§ PASSAGE TO READ
So we need to go ahead and parse out that messaging callback. We need to look at it, see what the text says. And we also need to check and see if it’s a DLR, a DLR being a delivery receipt. So with every text message that Bandwidth sends, we always send a callback back to your server as specified in the application ID, letting you know the status of that message once it gets to a terminal state.

So for MMS, we can only tell in the downstream carrier has accepted that message. But for a traditional text message, if you’re using toll-free, we can get a little bit further detail but we still always need to accept that call back, so we’re going to do a little bit there. OK. A lot to say, it’s going to copy and paste here as we go. So we can take a look here what we’ve done.

We are defining our globals because we know we’re going to need that client that we defined up here. We’re going to need our account ID, and we’re going need our messaging application ID. The Slim framework provides this nice little request object that lets us grab the content.

It does have a function in here, request get parse body, which is really great for most instances. However, it does deserializer the raw content into a native structure, which are custom deserializer don’t like. They like a string. And so for using this Slim framework, we just need the raw JSON string.

§ EXERCISE AIM
Print everything in the passage on messaging callbacks from "So for MMS, we" down to "grab the content.", word for word.

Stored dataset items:
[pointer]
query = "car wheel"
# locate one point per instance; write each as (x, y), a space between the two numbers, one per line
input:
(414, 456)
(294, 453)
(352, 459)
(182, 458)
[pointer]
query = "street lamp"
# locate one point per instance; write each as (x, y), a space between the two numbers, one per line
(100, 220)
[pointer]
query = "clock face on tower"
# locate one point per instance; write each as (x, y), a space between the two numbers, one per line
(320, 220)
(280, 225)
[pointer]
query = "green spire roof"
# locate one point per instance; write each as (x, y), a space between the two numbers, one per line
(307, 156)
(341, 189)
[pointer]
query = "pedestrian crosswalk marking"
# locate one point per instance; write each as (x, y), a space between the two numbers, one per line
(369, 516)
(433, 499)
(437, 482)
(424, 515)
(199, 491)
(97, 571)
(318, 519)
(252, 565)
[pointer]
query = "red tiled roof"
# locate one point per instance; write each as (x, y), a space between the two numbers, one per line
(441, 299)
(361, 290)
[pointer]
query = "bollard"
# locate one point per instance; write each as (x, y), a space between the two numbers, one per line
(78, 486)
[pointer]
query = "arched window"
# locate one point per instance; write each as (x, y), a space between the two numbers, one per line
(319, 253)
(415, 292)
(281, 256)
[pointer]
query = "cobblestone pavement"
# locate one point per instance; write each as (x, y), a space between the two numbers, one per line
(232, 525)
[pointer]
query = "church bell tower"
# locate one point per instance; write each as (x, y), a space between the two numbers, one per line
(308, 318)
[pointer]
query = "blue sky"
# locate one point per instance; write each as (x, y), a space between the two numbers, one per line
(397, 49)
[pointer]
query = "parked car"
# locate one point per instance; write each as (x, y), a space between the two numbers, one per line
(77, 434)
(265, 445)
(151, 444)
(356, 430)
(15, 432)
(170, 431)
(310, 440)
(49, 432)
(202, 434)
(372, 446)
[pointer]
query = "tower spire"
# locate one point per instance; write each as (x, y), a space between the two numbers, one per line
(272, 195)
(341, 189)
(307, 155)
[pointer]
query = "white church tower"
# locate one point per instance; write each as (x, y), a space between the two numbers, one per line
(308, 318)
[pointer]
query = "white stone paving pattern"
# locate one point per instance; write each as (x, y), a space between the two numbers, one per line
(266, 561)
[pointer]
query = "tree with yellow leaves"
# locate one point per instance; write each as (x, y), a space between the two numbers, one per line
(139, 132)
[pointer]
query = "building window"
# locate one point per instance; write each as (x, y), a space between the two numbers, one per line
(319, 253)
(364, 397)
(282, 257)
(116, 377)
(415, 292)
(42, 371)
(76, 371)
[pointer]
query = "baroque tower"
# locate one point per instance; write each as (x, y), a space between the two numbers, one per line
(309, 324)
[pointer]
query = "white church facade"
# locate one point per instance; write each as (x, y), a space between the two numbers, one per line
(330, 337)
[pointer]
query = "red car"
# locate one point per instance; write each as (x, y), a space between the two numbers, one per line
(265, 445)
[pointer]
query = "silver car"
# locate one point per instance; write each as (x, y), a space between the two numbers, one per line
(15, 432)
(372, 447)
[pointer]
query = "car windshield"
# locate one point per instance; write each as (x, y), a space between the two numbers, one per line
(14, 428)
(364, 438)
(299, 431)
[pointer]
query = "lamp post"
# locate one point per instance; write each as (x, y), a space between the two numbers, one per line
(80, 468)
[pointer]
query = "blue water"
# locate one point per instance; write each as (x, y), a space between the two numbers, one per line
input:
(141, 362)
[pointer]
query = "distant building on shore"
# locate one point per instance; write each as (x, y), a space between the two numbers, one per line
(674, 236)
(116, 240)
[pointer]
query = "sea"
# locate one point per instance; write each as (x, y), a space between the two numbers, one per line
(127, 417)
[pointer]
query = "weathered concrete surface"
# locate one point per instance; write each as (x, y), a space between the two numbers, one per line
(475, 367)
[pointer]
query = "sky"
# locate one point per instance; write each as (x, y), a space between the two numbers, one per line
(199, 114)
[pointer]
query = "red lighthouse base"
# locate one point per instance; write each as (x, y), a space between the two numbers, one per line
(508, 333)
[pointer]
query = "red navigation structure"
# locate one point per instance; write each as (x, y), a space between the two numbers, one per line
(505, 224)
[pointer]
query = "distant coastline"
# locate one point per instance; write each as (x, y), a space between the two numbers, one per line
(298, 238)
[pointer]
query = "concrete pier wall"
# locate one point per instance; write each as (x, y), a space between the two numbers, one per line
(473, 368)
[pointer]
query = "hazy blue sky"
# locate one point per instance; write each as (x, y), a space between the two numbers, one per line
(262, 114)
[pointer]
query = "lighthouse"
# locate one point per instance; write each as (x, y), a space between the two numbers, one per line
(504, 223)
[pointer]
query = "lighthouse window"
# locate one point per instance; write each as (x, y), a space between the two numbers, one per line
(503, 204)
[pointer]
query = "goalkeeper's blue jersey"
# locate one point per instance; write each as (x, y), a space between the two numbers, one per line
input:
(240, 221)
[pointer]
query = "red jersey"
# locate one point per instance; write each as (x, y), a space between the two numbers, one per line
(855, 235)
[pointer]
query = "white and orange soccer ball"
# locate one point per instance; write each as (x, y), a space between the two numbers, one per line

§ REPLY
So for MMS, we can only tell in the downstream carrier has accepted that message. But for a traditional text message, if you’re using toll-free, we can get a little bit further detail but we still always need to accept that call back, so we’re going to do a little bit there. OK. A lot to say, it’s going to copy and paste here as we go. So we can take a look here what we’ve done.

We are defining our globals because we know we’re going to need that client that we defined up here. We’re going to need our account ID, and we’re going need our messaging application ID. The Slim framework provides this nice little request object that lets us grab the content.